=== Задания ===
**1)** Какую книгу Шестова автор текста о Льве Шестове прочел лет 10—12 назад?
**2)** Воспроизведите дословно фрагмент текста о Льве Шестове от слов «Нельзя не признать, что» до слов «напишу, как получится.».

=== Извлечённый текст ===
Я не так давно узнал философа Льва Шестова. Философ это
выдающийся. Пишет достаточно легко и понятно. Обладает
гигантской эрудицией (по крайней мере такое складывается
впечатление), а главное, просто на удивление самобытен и
проницателен. Меня он заинтересовал в основном тем, что
зачастую высказывает идеи и суждения вплотную подходящие к
моей идее Великого Делания.
Нельзя не признать, что Шестов явление удивительное и
уникальное в философии. Я здесь в немногих словах не могу
раскрыть этот тезис, но я подумываю написать статью с обзором
его философии. Показать, как она открылась мне.
С именем Шестова у меня связана удивительная и забавная
история. Я лет 10—12 назад прочел его книгу
«Апофеоз беспочвенности». Я забыл ее содержание,
запомнил только, что автор талантлив и тонок. И вот, недавно
один мой философский приятель прислал мне письмо с отрывком из
этой книги. Отрывок этот весьма напоминает некоторые мои
рассуждения. Выходит Шестов оказал на меня влияние, а я и
понятия не имел. Ниже я приведу эту цитату, а статью напишу
или не напишу, как получится.

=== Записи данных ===
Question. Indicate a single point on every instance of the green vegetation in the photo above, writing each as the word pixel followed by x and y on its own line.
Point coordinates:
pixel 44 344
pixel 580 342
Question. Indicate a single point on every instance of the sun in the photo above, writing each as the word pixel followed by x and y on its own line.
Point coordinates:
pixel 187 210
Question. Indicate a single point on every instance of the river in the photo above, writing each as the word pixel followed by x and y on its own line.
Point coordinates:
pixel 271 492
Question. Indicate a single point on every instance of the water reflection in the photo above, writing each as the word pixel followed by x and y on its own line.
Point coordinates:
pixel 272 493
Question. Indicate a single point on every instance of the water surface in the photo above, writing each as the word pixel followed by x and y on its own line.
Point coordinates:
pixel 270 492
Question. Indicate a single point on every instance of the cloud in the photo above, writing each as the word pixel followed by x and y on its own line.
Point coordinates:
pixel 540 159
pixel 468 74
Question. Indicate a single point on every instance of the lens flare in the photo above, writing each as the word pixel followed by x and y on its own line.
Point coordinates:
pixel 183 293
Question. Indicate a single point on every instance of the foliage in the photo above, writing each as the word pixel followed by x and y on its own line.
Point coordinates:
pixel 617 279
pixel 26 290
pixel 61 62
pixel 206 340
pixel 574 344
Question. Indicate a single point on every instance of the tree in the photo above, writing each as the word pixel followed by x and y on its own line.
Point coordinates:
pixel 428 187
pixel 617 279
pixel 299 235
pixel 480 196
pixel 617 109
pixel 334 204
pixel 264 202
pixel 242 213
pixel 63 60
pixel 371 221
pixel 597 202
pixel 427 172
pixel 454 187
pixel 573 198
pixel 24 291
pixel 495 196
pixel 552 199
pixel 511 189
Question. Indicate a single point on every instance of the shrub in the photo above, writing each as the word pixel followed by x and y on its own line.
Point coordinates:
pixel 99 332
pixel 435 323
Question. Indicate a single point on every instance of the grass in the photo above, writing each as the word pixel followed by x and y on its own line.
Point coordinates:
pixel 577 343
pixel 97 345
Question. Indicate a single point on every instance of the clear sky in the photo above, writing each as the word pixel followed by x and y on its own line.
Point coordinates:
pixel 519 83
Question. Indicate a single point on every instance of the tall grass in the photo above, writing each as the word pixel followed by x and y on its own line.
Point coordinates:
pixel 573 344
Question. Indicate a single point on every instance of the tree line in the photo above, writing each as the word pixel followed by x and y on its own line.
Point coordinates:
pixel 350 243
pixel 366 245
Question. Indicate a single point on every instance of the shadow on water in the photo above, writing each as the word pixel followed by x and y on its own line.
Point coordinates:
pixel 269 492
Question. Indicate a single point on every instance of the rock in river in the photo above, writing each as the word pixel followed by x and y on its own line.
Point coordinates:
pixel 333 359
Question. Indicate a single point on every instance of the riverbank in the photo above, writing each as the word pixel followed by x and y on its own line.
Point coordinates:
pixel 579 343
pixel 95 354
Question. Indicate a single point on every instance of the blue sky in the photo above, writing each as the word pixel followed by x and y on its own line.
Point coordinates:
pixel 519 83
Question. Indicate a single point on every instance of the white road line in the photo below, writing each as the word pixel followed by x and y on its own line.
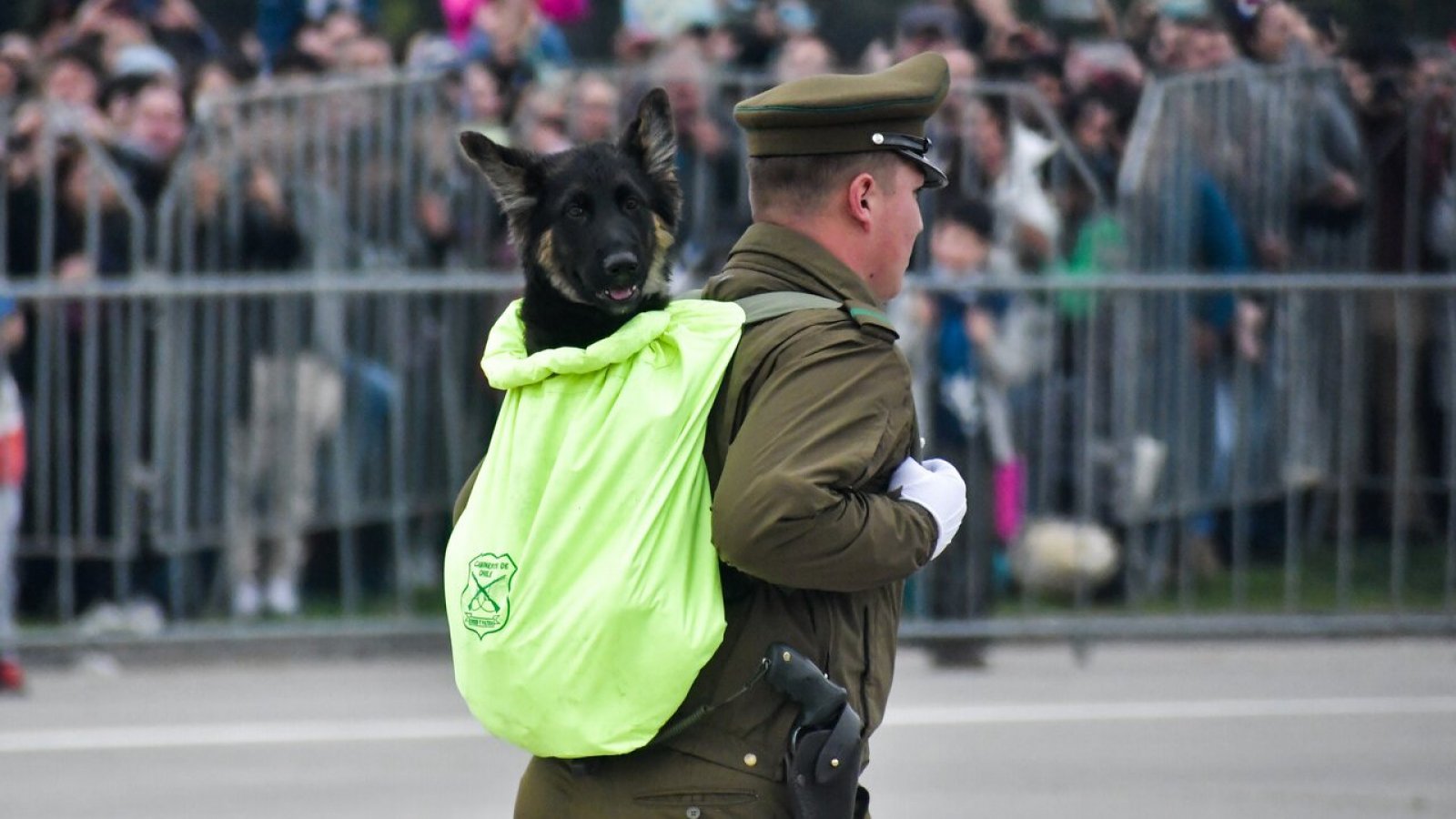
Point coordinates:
pixel 215 734
pixel 919 716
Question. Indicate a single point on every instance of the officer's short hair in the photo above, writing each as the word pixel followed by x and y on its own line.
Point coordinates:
pixel 804 182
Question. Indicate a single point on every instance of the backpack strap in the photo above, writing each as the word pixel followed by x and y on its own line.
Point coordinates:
pixel 764 307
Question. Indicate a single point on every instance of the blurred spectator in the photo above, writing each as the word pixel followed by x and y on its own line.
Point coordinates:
pixel 1008 159
pixel 12 475
pixel 982 344
pixel 153 138
pixel 1401 128
pixel 593 111
pixel 803 56
pixel 666 19
pixel 541 120
pixel 926 28
pixel 281 21
pixel 708 155
pixel 516 41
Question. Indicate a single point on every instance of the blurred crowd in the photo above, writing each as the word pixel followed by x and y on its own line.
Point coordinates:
pixel 102 99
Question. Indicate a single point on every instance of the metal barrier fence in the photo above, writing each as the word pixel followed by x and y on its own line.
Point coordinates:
pixel 363 457
pixel 262 350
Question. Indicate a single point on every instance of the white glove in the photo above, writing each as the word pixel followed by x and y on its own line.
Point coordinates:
pixel 939 489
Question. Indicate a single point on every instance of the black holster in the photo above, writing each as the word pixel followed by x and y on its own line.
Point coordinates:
pixel 826 743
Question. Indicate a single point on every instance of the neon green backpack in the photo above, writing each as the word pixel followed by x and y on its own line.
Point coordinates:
pixel 581 581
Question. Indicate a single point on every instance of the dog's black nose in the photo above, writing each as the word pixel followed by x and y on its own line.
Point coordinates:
pixel 622 263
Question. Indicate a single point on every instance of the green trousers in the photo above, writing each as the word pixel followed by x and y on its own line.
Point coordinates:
pixel 654 783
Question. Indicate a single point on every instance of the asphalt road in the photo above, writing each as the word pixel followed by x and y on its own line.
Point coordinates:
pixel 1273 731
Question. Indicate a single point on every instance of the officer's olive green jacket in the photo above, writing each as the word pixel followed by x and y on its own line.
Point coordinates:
pixel 810 423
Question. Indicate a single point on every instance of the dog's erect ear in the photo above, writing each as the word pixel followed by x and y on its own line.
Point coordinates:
pixel 652 142
pixel 504 169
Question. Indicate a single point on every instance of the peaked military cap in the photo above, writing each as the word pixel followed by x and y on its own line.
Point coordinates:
pixel 851 113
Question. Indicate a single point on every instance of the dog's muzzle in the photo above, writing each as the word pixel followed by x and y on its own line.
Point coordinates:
pixel 622 268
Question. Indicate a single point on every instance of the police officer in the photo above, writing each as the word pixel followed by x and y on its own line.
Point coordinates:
pixel 822 509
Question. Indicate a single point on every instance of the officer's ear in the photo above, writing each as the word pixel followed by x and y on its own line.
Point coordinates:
pixel 861 198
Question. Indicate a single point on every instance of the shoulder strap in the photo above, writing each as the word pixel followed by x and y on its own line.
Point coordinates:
pixel 772 305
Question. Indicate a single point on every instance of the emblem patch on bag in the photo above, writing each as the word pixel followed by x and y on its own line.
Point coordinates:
pixel 485 603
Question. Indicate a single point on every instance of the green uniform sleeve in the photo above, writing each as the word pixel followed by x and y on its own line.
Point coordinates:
pixel 801 500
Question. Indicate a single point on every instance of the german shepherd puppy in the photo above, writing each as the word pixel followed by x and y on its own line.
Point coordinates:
pixel 593 227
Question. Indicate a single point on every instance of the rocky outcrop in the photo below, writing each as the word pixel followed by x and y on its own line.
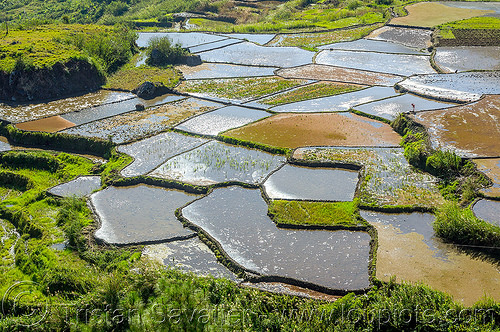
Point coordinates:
pixel 61 80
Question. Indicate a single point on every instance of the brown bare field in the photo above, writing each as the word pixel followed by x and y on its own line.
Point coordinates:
pixel 429 14
pixel 50 124
pixel 338 74
pixel 316 129
pixel 472 130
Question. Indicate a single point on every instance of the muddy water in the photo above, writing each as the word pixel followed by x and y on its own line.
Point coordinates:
pixel 149 153
pixel 100 112
pixel 50 125
pixel 81 186
pixel 185 39
pixel 465 58
pixel 222 70
pixel 488 210
pixel 337 103
pixel 490 167
pixel 372 46
pixel 471 130
pixel 398 64
pixel 335 129
pixel 312 183
pixel 281 288
pixel 389 108
pixel 461 87
pixel 254 55
pixel 215 122
pixel 217 162
pixel 339 74
pixel 237 219
pixel 417 38
pixel 27 112
pixel 412 254
pixel 139 214
pixel 135 125
pixel 189 255
pixel 260 39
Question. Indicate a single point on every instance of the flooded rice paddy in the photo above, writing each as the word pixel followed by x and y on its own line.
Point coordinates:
pixel 27 112
pixel 135 125
pixel 465 58
pixel 408 250
pixel 51 124
pixel 490 167
pixel 368 45
pixel 139 215
pixel 337 103
pixel 488 210
pixel 460 87
pixel 190 255
pixel 415 38
pixel 222 70
pixel 237 219
pixel 217 162
pixel 386 177
pixel 260 39
pixel 397 64
pixel 101 112
pixel 312 183
pixel 389 108
pixel 81 186
pixel 215 122
pixel 149 153
pixel 213 46
pixel 338 129
pixel 470 130
pixel 254 55
pixel 339 74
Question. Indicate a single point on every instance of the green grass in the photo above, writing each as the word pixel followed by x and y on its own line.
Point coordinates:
pixel 458 225
pixel 317 90
pixel 343 214
pixel 239 88
pixel 130 77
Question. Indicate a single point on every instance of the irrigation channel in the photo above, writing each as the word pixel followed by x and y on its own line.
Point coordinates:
pixel 229 172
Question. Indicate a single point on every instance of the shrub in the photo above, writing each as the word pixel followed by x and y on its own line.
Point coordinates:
pixel 161 52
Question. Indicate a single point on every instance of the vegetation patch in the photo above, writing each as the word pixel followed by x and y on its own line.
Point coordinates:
pixel 312 91
pixel 343 214
pixel 239 88
pixel 313 40
pixel 458 225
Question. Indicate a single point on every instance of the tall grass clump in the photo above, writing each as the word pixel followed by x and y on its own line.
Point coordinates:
pixel 161 52
pixel 459 225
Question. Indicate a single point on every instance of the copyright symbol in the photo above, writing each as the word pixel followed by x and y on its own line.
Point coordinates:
pixel 22 301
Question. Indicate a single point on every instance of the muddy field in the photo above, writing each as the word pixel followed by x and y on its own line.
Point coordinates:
pixel 470 130
pixel 337 129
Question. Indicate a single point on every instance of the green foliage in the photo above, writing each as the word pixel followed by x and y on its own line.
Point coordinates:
pixel 161 52
pixel 459 225
pixel 343 214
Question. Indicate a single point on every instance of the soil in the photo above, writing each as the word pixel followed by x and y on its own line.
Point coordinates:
pixel 429 14
pixel 472 130
pixel 490 167
pixel 75 76
pixel 408 258
pixel 314 129
pixel 50 125
pixel 338 74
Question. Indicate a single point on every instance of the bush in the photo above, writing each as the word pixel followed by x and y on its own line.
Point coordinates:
pixel 161 52
pixel 461 226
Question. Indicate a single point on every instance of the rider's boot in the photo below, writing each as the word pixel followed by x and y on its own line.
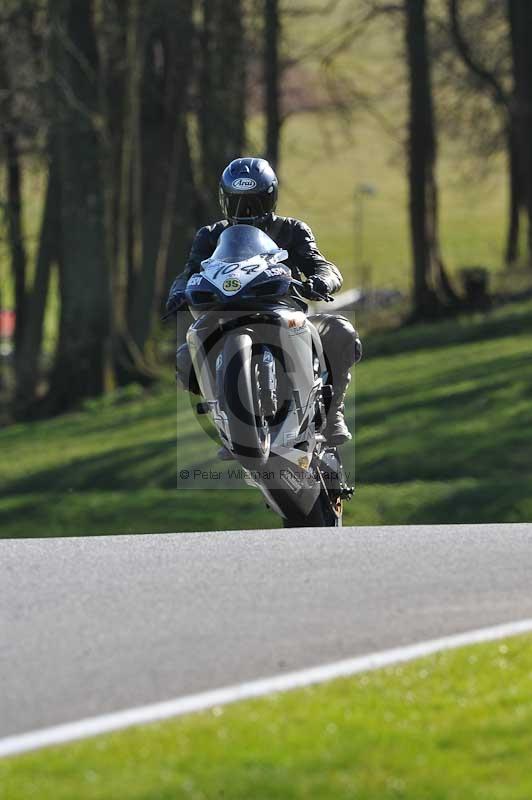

=== Ответы по порядку ===
**1)** Книгу «Апофеоз беспочвенности».

**2)**
Нельзя не признать, что Шестов явление удивительное и
уникальное в философии. Я здесь в немногих словах не могу
раскрыть этот тезис, но я подумываю написать статью с обзором
его философии. Показать, как она открылась мне.
С именем Шестова у меня связана удивительная и забавная
история. Я лет 10—12 назад прочел его книгу
«Апофеоз беспочвенности». Я забыл ее содержание,
запомнил только, что автор талантлив и тонок. И вот, недавно
один мой философский приятель прислал мне письмо с отрывком из
этой книги. Отрывок этот весьма напоминает некоторые мои
рассуждения. Выходит Шестов оказал на меня влияние, а я и
понятия не имел. Ниже я приведу эту цитату, а статью напишу
или не напишу, как получится.